--- Request ---
Continue the article on passive and active liveness detection, picking up right after its final sentence.

Passive vs. Active Liveness Detection in Facial Recognition

25 April 2025

With deepfakes and spoofing attacks on the rise, liveness detection - also known as liveliness detection - is now one of the most important things businesses consider when considering a facial recognition system. 
But not all liveness checks are created equal. The debate between passive and active liveness detection is more important than ever - especially as fraud tactics evolve.
Let’s unpack what liveness detection really is, how it works, and why passive approaches are fast becoming the industry standard for both security and user experience.

What is Liveness Detection?

Liveness detection is a technique used to determine whether a biometric sample - usually a face - is being presented by a real, live human at the time of capture. Its purpose is to prevent fraudsters from using photos, videos, masks, or synthetic content to impersonate someone.
In simple terms, it’s how face recognition systems make sure they’re seeing a real person, not just a convincing fake.

Why Liveness Detection Matters

Biometric authentication works by matching a user’s unique facial features to a previously stored template. But what if someone presents a printed image, or worse, a deepfake video?
That’s where liveness detection comes in. Without it, biometric systems are vulnerable to presentation and injection attacks. And with generative AI making deepfakes easier and more realistic, robust liveness detection is no longer optional.

Active vs. Passive Liveness Detection

There are two main types of liveness detection used today: active and passive.
Active liveness detection requires the user to perform a specific action - like blinking, turning their head, or smiling. These checks are intended to confirm that the person is real and not a static image or basic video.
While active liveness is widely used, it’s increasingly being outsmarted by deepfake technology, which can simulate facial movements. It also interrupts the user experience, making the process slower and more cumbersome.
Passive liveness detection happens invisibly in the background. The system captures a user’s face as usual, and then runs analysis in real time to determine if the face is genuine. It uses indicators like natural light reflection on skin, depth mapping, skin texture, and subtle micro-expressions.
Because it doesn’t require the user to do anything extra, passive liveness is smoother for the end user. And because it relies on subtle, hard-to-replicate signals, it’s far more resilient to deepfakes.
It also offers the ideal balance between security and usability. It removes friction from the user journey while dramatically improving fraud resistance.
Unlike active liveness, passive systems don’t rely on observable behavior that can be faked. Instead, they look at biometric signals that deepfakes struggle to reproduce - such as how light bounces off real skin, or the 3D structure of the face.
It’s faster too. Keyless’ passive liveness engine performs checks in under 300 milliseconds - five times faster than many competitors - making it nearly invisible to the user.

Fighting Deepfakes with Passive Liveness

Deepfakes are no longer a niche threat. They’re a mainstream attack vector - and they’re only getting more realistic. Face recognition systems need to evolve accordingly.
Passive liveness detection is the most effective and user-friendly way to ensure that the face being scanned is live and real. Combined with behavioral analysis and device-level intelligence, it can provide strong defense against even the most advanced threats.

Pointing rows
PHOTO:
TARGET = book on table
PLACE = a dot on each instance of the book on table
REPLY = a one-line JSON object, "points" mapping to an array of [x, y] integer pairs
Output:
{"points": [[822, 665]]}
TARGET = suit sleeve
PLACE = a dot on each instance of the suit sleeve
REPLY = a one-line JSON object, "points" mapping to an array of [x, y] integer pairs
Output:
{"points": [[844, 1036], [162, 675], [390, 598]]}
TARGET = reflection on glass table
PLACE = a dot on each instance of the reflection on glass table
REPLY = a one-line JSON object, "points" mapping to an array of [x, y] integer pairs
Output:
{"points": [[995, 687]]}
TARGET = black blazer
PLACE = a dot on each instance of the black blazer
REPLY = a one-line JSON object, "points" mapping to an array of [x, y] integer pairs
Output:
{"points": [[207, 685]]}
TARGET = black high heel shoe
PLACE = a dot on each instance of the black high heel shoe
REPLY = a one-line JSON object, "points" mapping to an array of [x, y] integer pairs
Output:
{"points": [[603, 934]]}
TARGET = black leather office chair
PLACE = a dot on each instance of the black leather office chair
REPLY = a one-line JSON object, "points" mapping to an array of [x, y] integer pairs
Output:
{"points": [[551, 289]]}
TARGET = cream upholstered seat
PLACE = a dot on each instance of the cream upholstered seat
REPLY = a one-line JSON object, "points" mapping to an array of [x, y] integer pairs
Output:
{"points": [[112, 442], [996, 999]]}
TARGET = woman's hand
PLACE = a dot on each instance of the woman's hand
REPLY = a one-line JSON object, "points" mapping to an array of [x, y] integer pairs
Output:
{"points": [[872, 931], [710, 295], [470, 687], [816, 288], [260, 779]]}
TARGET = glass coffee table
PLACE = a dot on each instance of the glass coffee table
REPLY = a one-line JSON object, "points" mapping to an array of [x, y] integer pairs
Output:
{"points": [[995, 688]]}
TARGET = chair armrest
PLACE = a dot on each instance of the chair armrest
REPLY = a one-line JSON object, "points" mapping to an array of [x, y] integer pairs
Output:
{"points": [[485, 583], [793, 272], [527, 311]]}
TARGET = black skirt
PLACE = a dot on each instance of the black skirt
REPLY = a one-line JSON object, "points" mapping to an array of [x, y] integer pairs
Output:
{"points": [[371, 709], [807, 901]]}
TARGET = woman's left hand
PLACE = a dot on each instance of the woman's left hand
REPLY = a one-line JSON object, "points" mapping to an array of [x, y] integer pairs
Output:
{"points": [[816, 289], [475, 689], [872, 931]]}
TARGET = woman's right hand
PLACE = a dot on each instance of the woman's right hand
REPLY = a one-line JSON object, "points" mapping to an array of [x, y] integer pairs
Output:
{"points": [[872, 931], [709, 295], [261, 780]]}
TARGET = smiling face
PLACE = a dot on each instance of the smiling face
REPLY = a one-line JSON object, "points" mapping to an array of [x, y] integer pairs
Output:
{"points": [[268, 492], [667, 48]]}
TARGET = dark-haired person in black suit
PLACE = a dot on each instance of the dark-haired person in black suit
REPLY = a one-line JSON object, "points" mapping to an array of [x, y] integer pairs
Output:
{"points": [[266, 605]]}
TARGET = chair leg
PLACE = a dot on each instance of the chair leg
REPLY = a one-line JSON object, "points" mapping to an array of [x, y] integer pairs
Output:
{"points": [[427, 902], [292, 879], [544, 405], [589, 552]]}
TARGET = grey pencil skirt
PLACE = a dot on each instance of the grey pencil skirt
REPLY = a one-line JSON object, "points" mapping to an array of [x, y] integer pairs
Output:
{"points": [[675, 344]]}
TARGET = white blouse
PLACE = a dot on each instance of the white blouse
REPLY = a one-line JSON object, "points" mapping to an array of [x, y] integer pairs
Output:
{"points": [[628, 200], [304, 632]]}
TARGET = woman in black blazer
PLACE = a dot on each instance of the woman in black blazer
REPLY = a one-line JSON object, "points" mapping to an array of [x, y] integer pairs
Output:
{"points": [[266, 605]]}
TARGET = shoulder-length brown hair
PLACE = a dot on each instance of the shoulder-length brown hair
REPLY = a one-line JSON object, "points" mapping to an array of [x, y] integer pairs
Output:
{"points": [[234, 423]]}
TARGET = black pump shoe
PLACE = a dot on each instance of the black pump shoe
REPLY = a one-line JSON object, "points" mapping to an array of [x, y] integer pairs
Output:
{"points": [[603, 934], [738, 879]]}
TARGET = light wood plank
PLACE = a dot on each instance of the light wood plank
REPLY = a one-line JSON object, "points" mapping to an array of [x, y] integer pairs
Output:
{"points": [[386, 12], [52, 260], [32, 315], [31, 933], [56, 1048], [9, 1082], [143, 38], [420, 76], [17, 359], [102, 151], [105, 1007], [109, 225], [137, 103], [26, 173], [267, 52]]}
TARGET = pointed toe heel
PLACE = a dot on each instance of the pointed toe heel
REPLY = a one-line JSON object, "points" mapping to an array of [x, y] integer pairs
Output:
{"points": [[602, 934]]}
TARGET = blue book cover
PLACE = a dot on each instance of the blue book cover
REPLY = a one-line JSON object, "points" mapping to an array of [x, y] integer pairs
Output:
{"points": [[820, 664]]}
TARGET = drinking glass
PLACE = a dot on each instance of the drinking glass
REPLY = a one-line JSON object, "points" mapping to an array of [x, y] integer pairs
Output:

--- Exercise response ---
Active methods are increasingly outdated. Deepfakes can simulate eye blinks and head movements with ease. But replicating the nuances of a real human face in real time - like skin texture, depth, and light behavior - is still extremely difficult. That’s where passive liveness shines.

Keyless’ Three Lines of Defense Against Deepfakes

At Keyless, we’ve developed a multi-layered approach to fight the growing threat of AI-driven fraud. Our liveness detection is just one part of a comprehensive security stack designed to stop both presentation and injection attacks.
  1. First, we use genuine identity assurance, linking a user’s face to a specific device. This means even a perfect deepfake can’t authenticate unless it’s presented from the original trusted device.
  2. Second, we deploy certified passive liveness detection to spot fake faces, masks, photos, or deepfake content shown to the camera.
  3. Finally, we’ve launched our newest line of defense: injection attack detection. This capability uses machine learning to detect tampered device behavior and analyze biometric inconsistencies. It’s built to stop deepfakes that are injected directly into a device’s video feed, bypassing the camera altogether.
Together, these three layers ensure that users are not only present—but also real, trustworthy, and in control of their device.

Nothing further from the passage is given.